Problem requirements
Can you reproduce the records below with "a single point" swapped out for "one point" everywhere it occurs and every other word left unchanged? Leave the pictures out of your answer.

Provided records
— BEGIN —

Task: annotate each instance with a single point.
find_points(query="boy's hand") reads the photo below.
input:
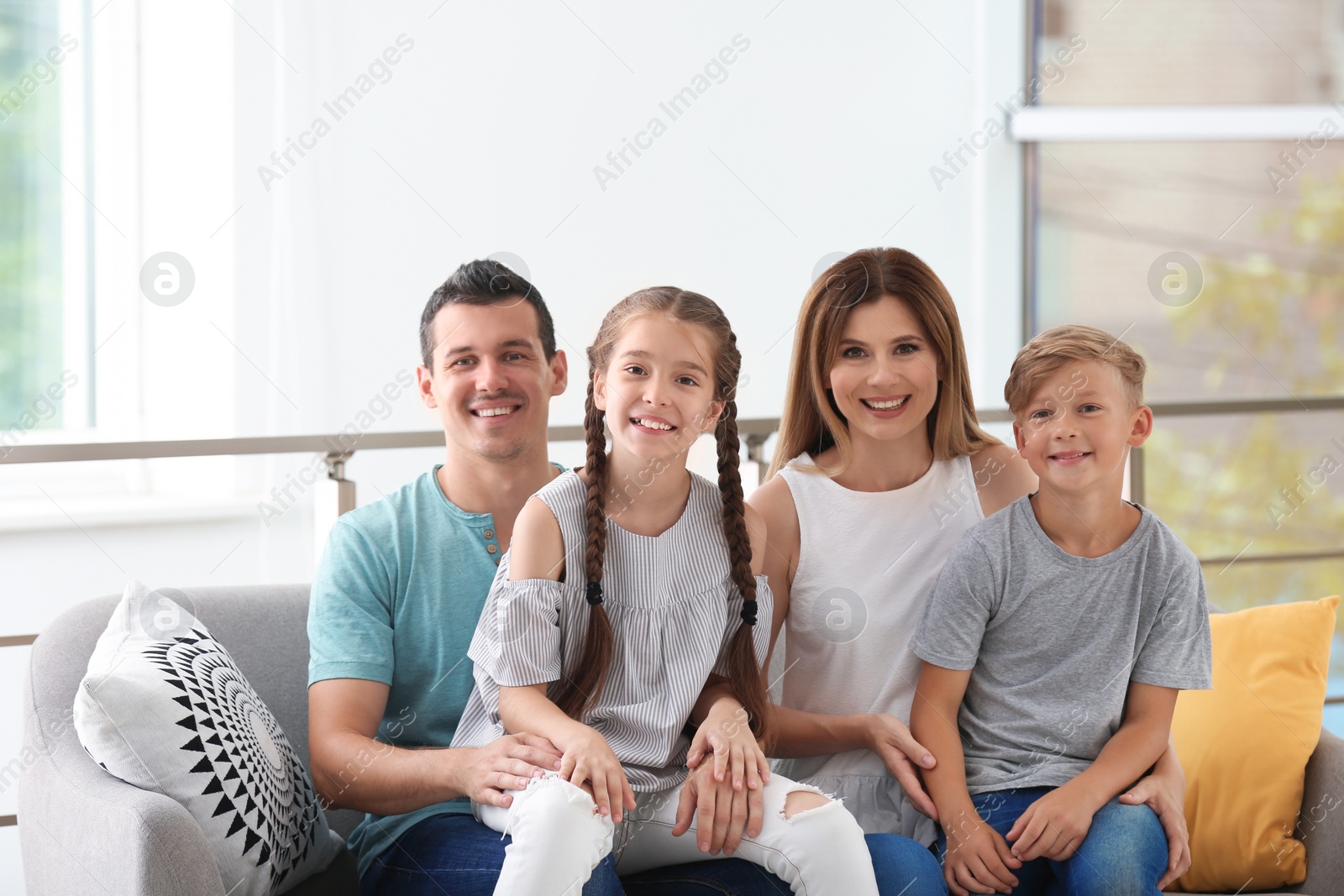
(589, 758)
(978, 860)
(1166, 795)
(1053, 826)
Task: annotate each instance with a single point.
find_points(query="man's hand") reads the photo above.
(726, 794)
(978, 860)
(1166, 795)
(506, 763)
(900, 752)
(1053, 826)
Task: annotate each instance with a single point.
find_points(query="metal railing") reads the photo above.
(339, 448)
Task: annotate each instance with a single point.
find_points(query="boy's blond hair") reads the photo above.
(1057, 347)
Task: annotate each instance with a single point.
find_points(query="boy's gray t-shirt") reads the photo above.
(1054, 640)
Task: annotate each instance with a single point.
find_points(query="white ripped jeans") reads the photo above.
(559, 839)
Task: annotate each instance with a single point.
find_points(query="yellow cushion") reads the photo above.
(1245, 745)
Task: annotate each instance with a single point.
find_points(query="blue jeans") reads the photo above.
(1124, 853)
(459, 856)
(454, 856)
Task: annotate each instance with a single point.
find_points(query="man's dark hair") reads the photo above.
(484, 282)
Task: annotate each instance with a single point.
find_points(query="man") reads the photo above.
(400, 590)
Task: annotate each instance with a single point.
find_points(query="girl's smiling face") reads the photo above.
(659, 389)
(885, 378)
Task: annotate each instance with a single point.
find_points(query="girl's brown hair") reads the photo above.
(582, 684)
(811, 419)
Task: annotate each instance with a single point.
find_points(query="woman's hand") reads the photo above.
(725, 795)
(589, 758)
(900, 752)
(1164, 793)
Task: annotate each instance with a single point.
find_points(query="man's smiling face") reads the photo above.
(490, 379)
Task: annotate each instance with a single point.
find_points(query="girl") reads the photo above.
(878, 470)
(625, 609)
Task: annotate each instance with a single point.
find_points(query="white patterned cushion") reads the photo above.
(163, 707)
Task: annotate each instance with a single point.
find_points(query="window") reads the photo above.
(44, 300)
(1186, 192)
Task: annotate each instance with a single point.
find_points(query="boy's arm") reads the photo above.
(1164, 793)
(1055, 825)
(979, 859)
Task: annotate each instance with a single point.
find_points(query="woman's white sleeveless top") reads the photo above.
(867, 563)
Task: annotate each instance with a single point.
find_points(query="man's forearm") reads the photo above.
(353, 772)
(815, 734)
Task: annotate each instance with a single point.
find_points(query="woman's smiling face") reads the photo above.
(885, 378)
(659, 389)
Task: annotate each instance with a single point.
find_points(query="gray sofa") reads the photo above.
(85, 832)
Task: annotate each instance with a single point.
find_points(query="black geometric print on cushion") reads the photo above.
(272, 808)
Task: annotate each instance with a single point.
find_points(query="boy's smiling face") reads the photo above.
(1079, 427)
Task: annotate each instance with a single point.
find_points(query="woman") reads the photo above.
(879, 469)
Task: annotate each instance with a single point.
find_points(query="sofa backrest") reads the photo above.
(264, 627)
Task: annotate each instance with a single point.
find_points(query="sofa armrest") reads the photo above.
(84, 832)
(1320, 825)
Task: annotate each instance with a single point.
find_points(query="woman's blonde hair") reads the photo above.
(811, 419)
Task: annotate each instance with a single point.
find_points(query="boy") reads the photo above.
(1055, 641)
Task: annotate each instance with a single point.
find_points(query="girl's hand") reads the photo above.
(589, 758)
(900, 752)
(725, 795)
(1166, 795)
(727, 734)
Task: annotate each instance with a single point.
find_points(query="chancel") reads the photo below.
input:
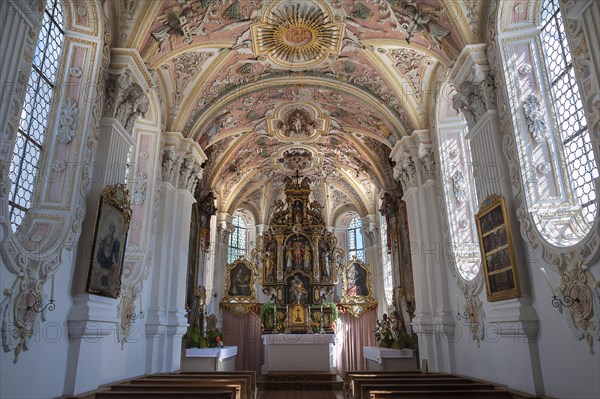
(251, 198)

— END —

The solution
Task: annotate each instance with one point.
find_points(query="boy's hand") reads the photo below.
input:
(589, 758)
(978, 860)
(1166, 795)
(1053, 826)
Task: annotate each instance with one point.
find_points(query="man's hand") reads the photo above.
(726, 794)
(978, 860)
(1166, 795)
(506, 763)
(900, 752)
(1053, 826)
Task: annotate each instance with one point.
find_points(query="metal railing") reads the photo above.
(339, 448)
Task: annotate each instance with one point.
find_points(query="boy's blond hair") reads the photo above.
(1057, 347)
Task: annotate each instance with one point.
find_points(query="boy's gray t-shirt") reads the photo above.
(1054, 640)
Task: annotate each instance with one point.
find_points(query="white ripped jeans") reads the photo above.
(559, 839)
Task: annotate each instance with one point.
find_points(query="yellow cushion") reads the photo above.
(1245, 745)
Task: annotate each instance with one point.
find_points(query="blue jeans") reads the photo above.
(1124, 853)
(459, 856)
(454, 856)
Task: annotate each instance with one point.
find_points(query="man's dark hair") reads the photo above.
(484, 282)
Task: annotate each instance with one point.
find_points(query="man") reads the photo above.
(400, 590)
Task: annotate each instance with one point.
find_points(query="girl's smiling face") reads the photo above.
(659, 389)
(885, 378)
Task: annotate each instance with one point.
find_points(query="girl's brown hair") reads the photo above.
(582, 684)
(811, 419)
Task: annotate each instance with one point.
find_points(query="woman's hand") reads the photo above.
(725, 795)
(589, 758)
(900, 752)
(1164, 793)
Task: annotate each instance with one point.
find_points(query="man's smiling face") reads the photo above.
(490, 379)
Task: annotate each instance with one point.
find_points(query="girl") reads the photo above.
(878, 470)
(625, 609)
Task: annotate each instance with one point.
find_points(query="white patterned cushion") reads the photo above.
(163, 707)
Task: annotate each instance with one point.
find_points(query="window") reads the photo above.
(44, 300)
(1186, 192)
Task: annotate each instance with one point.
find_points(query="boy's arm") reads the photo above.
(1164, 793)
(1055, 825)
(979, 859)
Task: annotate each instance with one point.
find_points(query="woman's white sleeveless top") reads the photo above.
(867, 563)
Task: annotate each instance with one point.
find_points(query="man's forearm") reads the photo above.
(353, 772)
(815, 734)
Task: annotate each instance with one point.
find_points(query="woman's smiling face") reads the photo above.
(885, 378)
(659, 389)
Task: annotate each instance with one point.
find_points(query="gray sofa") reads the photo above.
(85, 832)
Task: annotate each instance with one point.
find_points(query="black geometric print on cushion") reads the photo above.
(272, 808)
Task: annotate each instance with one point.
find_points(query="boy's smiling face") reads the photo above.
(1079, 427)
Task: annotate each instance with one point.
find_points(query="woman") reads the photo above.
(879, 469)
Task: annotate each instance with one point.
find_points(query="sofa backrest") reads the photo above.
(264, 627)
Task: annotate each instance with one point.
find_points(query="sofa armrest") reads the photo above.
(84, 832)
(1320, 825)
Task: annotate each instance with one point.
find_points(query="woman's blonde hair") reads the photo above.
(811, 419)
Task: annotate each instance with one point.
find_points(query="boy") reads the photo above.
(1055, 641)
Task: annotate each instance with one point.
find_points(query="girl's hand") reads the photo above.
(589, 758)
(900, 752)
(725, 795)
(1166, 795)
(727, 734)
Task: annotate each instance with one point.
find_points(query="chancel") reads the photo below.
input:
(251, 198)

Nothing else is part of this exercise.